BRIEF - Begin at the line below that contains "Q: For each instance of the blade". Repeat it and all remaining lines of the records exactly.

— BEGIN RECORDS SUPPLIED —

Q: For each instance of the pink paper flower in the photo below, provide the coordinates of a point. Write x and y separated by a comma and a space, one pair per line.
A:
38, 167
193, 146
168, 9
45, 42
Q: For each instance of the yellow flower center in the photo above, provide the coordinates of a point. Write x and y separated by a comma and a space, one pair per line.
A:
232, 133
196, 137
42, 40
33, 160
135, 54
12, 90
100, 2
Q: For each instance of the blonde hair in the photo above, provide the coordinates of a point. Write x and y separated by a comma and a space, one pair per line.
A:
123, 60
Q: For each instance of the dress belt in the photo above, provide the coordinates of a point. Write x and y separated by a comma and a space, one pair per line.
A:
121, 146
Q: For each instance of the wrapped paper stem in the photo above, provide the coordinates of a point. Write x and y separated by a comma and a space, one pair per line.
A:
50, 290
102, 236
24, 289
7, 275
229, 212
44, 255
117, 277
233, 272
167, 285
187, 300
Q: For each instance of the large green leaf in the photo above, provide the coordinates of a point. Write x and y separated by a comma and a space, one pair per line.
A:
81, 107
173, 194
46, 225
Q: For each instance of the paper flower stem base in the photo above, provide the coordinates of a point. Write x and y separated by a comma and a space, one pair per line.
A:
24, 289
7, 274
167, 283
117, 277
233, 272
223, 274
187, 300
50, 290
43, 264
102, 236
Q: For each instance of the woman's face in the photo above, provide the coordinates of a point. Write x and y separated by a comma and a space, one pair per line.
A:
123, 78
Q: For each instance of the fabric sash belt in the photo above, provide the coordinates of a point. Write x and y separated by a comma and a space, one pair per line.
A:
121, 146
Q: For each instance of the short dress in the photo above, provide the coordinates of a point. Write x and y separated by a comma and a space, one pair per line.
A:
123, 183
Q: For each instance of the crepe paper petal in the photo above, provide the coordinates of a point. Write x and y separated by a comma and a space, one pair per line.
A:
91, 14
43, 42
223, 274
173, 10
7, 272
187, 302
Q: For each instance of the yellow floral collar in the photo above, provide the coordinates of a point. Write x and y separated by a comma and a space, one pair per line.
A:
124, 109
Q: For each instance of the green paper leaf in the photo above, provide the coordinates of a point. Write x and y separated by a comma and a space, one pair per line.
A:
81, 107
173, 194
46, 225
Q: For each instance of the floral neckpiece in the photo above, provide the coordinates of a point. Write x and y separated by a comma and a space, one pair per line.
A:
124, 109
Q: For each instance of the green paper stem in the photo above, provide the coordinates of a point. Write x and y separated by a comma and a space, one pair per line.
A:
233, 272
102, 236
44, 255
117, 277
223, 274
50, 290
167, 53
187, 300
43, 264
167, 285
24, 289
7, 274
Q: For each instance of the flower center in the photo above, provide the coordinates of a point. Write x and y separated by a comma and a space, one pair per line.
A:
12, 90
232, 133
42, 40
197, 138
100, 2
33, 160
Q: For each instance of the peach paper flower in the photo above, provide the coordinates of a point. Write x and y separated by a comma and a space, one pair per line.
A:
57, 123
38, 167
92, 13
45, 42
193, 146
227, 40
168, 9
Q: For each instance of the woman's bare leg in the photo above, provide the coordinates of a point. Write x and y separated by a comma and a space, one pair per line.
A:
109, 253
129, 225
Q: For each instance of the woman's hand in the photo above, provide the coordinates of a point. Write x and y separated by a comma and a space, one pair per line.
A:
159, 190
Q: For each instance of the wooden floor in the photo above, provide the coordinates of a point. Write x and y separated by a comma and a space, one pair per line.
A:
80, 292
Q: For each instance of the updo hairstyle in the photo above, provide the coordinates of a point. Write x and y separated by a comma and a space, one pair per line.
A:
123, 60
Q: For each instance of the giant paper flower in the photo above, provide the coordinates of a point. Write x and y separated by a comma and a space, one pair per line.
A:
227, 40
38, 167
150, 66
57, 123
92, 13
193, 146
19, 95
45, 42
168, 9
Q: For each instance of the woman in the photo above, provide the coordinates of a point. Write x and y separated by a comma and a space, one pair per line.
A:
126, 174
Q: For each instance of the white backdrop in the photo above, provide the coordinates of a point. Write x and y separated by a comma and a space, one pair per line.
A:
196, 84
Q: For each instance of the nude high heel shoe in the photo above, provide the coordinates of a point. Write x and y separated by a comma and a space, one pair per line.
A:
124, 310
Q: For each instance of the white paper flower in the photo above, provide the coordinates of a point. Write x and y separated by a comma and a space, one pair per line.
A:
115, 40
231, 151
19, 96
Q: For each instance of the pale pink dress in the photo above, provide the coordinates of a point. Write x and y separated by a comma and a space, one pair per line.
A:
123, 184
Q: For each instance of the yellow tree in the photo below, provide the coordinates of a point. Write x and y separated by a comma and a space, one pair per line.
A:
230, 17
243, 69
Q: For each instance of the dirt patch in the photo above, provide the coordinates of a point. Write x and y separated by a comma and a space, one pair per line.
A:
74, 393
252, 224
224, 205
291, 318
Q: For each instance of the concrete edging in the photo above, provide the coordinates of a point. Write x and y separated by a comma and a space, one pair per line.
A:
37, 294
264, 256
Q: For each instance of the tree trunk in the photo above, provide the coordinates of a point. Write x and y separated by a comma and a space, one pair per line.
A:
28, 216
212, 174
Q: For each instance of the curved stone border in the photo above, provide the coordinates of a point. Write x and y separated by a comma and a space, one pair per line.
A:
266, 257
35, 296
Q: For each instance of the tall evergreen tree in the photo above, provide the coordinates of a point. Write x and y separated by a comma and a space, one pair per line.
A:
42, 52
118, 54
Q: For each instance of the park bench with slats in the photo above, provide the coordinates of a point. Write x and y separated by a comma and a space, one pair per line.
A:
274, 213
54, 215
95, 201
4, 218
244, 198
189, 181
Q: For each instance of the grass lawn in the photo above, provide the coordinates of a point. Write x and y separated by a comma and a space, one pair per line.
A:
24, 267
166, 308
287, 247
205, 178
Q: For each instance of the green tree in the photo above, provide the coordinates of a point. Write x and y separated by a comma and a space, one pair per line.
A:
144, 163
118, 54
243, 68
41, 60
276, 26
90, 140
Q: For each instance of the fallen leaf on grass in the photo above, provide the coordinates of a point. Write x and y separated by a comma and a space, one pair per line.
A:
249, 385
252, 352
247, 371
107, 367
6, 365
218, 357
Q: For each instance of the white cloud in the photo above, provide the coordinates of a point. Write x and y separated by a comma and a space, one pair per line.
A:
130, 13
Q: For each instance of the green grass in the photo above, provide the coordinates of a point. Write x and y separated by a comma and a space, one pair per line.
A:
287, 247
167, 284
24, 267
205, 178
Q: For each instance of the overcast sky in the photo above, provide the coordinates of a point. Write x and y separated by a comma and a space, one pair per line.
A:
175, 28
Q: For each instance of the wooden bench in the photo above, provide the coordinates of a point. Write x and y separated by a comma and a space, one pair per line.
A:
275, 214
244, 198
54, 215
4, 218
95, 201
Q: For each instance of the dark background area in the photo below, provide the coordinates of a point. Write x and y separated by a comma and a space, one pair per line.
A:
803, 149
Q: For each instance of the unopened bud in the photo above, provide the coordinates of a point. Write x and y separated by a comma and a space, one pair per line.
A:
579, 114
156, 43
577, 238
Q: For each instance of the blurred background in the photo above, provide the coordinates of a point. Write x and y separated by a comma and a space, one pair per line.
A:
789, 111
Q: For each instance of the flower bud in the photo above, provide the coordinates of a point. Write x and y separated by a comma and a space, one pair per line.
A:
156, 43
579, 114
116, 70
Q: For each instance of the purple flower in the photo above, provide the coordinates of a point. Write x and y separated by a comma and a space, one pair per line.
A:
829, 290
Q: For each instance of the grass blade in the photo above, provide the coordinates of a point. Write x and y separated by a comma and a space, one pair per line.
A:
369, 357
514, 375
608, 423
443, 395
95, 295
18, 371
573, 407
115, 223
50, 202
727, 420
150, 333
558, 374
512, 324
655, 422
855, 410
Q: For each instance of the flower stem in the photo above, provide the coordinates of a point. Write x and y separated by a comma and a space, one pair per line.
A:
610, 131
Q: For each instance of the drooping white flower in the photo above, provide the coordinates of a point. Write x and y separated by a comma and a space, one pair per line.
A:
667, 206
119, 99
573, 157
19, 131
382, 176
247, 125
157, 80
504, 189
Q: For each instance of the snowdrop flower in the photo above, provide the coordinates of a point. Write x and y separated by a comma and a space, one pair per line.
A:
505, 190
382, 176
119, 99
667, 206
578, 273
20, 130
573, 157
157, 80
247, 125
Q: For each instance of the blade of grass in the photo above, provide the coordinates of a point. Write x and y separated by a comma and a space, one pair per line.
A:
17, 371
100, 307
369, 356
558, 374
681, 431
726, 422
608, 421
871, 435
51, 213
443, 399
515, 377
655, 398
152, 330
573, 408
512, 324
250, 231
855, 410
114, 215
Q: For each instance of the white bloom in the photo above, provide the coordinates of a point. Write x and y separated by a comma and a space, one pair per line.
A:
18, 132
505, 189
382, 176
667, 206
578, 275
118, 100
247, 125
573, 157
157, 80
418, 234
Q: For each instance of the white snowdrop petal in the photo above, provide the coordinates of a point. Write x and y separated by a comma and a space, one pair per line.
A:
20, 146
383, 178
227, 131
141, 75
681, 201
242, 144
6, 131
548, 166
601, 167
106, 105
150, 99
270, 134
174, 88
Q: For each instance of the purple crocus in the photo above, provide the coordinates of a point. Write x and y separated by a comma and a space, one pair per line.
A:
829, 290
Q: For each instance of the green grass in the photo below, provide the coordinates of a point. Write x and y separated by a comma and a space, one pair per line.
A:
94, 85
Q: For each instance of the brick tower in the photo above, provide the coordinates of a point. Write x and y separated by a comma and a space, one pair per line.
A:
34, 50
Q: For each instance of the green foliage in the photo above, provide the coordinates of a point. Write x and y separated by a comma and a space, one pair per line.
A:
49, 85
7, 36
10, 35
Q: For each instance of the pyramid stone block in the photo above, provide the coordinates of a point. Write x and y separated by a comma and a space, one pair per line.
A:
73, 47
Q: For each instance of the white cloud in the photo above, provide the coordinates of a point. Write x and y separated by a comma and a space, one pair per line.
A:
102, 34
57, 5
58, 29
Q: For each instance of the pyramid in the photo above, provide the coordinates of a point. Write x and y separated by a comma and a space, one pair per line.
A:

— END RECORDS SUPPLIED —

ANSWER -
Q: For each instance of the blade of grass in the photo above, provide the coordinates of a point. Write x and y separated by a comma and a space, one pair per line.
A:
17, 371
100, 307
369, 356
558, 374
681, 431
726, 422
608, 421
871, 435
51, 213
443, 399
515, 377
655, 398
152, 330
573, 408
512, 324
250, 231
855, 410
114, 215
Q: For each instance of the white bloom in the photo above, provide the coordinates of a point. Write x and y separated by a comma and a space, one pair per line.
A:
18, 132
505, 189
382, 176
667, 206
578, 275
118, 100
247, 125
573, 157
157, 80
418, 234
Q: For each instance of the white snowdrop petal in the photo above, provide the coordinates of a point. Write x and y separated by a comma and a space, one pair per line.
A:
20, 146
383, 178
227, 131
141, 75
681, 201
242, 144
6, 131
548, 166
601, 167
106, 105
150, 99
270, 134
174, 88
Q: For each instance of the purple crocus in the photo above, provide the coordinates of a point. Write x and y separated by a comma and a space, one pair per line.
A:
829, 290
Q: For each instance of the green grass in the photo below, provide the coordinates of a point. Write x and y separated by a comma and a space, one pair per line.
A:
94, 85
Q: For each instance of the brick tower in the photo above, provide the coordinates of a point. Write x and y separated by a comma and a space, one pair per line.
A:
34, 50
Q: For each instance of the green foliage in the photo above, provide the coordinates of a point. Write x and y separated by a comma and a space, one pair per line.
A:
49, 85
7, 36
10, 35
Q: For each instance of the pyramid stone block in the photo above, provide the coordinates of a point. Write x and y separated by a comma and a space, one pair per line.
A:
73, 47
Q: For each instance of the white cloud in the photo above, provide the coordinates of a point. Write x and y separated by a comma and a space, one pair per line.
A:
102, 34
57, 5
58, 29
Q: For each instance of the pyramid in the photo above, provide the coordinates of a point. Write x and y separated by a comma and a space, one pair per line.
A:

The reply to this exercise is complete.